Goal of the exercise –
Rewrite only the lines starting with the one containing "Practice. Find the wooden porch" and going on through the one containing "point(121, 1099)", substituting "brick paving" for "cobblestone paving" and keeping everything else unchanged.

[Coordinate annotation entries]
--- BEGIN ---

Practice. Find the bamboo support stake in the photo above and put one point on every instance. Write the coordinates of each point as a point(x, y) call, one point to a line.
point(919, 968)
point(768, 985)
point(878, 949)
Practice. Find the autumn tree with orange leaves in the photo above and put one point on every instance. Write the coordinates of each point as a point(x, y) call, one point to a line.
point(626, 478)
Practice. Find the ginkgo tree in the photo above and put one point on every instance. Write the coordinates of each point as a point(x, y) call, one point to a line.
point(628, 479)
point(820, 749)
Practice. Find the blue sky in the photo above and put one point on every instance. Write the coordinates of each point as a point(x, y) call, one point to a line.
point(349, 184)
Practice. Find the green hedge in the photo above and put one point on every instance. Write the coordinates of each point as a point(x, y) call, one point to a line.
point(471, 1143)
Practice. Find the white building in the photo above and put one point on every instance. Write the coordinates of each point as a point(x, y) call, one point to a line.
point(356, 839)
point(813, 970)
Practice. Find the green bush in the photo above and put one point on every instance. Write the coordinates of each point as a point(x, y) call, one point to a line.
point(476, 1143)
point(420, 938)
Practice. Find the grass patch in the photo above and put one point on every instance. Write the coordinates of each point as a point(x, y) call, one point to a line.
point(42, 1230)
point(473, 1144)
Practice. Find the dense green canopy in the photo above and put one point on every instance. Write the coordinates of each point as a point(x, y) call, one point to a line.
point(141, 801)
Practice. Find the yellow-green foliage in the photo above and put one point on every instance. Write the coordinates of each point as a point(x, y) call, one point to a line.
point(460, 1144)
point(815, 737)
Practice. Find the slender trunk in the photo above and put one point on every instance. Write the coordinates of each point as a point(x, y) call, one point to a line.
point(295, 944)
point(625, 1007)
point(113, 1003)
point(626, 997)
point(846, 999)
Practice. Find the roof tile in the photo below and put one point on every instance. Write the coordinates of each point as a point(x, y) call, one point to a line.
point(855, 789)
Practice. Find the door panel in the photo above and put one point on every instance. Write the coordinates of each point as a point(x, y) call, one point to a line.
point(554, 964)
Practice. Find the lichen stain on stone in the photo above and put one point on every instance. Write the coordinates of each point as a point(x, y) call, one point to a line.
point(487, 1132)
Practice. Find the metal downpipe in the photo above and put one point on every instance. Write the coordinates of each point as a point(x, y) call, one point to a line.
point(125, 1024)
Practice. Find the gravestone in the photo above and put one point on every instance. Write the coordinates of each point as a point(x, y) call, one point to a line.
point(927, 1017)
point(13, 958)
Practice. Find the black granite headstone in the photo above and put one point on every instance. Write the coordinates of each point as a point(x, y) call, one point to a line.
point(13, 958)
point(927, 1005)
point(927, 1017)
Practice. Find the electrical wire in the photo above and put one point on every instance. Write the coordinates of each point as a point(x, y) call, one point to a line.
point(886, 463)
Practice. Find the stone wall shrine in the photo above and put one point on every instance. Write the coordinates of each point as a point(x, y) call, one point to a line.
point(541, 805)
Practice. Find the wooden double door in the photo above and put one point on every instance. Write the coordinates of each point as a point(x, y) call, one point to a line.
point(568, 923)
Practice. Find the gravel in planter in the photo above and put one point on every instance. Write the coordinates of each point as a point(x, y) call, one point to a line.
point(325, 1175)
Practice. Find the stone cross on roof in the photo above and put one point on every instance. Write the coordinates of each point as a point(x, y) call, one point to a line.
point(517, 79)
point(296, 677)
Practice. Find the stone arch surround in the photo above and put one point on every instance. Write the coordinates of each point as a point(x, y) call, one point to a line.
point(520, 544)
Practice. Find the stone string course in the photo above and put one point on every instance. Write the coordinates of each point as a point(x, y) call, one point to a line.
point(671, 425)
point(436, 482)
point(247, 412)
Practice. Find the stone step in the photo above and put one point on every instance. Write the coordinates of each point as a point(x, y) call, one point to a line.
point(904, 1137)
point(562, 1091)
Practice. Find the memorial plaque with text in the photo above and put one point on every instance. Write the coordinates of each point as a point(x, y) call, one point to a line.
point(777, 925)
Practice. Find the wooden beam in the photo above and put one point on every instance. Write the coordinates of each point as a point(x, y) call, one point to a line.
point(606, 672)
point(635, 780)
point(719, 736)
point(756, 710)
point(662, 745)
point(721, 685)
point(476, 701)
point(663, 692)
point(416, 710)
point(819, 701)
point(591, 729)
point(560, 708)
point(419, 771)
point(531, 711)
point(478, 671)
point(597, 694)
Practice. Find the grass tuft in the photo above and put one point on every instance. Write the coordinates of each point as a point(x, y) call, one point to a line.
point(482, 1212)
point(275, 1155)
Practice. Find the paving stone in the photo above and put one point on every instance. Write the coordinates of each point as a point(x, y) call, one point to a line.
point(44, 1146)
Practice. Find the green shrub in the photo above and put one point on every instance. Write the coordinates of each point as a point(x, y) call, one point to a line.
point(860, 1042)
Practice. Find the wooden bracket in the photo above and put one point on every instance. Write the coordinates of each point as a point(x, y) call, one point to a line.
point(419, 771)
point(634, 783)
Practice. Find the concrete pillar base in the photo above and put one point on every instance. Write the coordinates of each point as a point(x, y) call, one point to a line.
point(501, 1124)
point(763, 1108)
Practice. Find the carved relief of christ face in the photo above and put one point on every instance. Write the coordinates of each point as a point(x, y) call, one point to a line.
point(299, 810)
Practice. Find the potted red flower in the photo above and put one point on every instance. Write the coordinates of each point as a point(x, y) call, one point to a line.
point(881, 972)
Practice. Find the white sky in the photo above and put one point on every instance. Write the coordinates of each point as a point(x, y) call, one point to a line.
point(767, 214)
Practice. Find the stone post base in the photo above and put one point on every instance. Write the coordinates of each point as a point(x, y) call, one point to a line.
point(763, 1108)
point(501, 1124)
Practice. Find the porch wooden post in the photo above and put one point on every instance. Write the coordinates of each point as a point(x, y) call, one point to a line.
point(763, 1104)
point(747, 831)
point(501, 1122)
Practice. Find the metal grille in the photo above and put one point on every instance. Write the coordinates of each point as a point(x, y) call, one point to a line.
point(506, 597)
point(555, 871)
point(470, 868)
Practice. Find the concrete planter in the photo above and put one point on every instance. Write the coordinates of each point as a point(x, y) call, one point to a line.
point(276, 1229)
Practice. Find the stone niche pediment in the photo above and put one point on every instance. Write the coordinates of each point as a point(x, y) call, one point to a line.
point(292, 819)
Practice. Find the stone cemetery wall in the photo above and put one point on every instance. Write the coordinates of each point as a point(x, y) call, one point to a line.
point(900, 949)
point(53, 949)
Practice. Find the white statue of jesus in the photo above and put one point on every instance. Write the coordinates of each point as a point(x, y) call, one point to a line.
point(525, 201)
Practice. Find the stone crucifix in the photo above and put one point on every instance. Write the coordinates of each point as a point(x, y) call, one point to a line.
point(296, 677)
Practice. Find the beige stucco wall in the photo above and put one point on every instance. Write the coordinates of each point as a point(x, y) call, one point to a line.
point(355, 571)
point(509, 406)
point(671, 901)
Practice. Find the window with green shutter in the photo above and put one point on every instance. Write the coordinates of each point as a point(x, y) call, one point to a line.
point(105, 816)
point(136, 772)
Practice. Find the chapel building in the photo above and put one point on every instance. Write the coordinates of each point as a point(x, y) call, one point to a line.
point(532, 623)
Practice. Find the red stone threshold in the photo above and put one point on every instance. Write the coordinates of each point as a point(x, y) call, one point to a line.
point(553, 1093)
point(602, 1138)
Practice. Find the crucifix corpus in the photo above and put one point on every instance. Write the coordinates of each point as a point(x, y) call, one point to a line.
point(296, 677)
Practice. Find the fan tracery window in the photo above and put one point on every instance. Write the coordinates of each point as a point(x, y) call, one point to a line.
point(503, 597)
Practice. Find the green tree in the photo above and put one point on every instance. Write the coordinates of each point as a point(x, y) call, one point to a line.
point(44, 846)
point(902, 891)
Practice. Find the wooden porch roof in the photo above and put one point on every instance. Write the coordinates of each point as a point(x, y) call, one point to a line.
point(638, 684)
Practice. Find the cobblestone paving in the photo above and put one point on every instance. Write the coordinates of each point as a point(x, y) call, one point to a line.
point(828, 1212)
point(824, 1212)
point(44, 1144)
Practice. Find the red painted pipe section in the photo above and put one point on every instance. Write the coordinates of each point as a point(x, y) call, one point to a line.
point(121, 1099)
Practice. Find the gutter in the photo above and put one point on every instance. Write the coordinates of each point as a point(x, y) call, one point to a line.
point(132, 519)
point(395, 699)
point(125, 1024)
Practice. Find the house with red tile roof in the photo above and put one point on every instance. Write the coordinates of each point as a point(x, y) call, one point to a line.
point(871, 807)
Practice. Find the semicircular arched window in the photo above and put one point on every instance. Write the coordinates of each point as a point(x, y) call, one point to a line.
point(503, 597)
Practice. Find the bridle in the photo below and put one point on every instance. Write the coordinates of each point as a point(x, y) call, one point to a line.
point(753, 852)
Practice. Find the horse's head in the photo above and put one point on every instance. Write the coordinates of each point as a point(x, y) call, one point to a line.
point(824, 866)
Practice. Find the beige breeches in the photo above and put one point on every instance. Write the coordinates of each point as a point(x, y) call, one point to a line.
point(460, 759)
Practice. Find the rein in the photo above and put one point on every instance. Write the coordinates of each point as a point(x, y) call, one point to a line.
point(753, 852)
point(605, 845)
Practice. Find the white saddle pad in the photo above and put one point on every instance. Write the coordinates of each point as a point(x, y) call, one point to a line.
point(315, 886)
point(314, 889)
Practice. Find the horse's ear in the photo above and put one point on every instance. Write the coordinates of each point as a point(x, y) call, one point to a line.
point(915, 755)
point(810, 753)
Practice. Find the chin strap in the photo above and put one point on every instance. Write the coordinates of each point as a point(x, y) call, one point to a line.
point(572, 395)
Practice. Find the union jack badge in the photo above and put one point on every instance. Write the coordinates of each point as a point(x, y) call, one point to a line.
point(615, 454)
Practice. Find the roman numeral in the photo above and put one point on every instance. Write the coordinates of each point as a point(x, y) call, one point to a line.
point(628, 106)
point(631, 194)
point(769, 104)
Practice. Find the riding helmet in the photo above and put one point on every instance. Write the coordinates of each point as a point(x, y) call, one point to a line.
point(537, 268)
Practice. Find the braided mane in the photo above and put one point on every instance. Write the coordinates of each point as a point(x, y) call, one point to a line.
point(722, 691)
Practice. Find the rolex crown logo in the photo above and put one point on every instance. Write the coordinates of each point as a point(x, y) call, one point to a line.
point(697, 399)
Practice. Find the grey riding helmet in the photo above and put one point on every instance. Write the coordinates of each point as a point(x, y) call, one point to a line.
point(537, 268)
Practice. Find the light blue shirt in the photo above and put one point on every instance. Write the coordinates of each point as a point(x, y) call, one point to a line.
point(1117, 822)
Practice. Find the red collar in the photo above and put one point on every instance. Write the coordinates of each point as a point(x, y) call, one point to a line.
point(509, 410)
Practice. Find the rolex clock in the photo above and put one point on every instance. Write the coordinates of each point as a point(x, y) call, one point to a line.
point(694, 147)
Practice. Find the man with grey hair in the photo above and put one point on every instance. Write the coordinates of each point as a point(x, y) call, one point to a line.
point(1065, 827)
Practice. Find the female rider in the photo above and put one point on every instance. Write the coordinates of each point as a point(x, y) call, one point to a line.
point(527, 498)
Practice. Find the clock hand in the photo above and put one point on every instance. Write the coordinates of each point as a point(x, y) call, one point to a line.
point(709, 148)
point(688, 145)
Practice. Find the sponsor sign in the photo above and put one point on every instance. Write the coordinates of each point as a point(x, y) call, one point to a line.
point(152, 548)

--- END ---

Solution below –
Practice. Find the wooden porch roof in the photo above and put one point on every instance. Write the coordinates of each point as a point(x, y) call, one point to a line.
point(638, 684)
Practice. Find the brick paving in the photo above and put one point on every instance. Write the coordinates of each point as a point(x, y) call, one point to a line.
point(828, 1212)
point(824, 1212)
point(44, 1144)
Practice. Find the red painted pipe section in the photo above and put one point on every instance. Write the coordinates of each point as a point(x, y) call, one point to a line.
point(121, 1099)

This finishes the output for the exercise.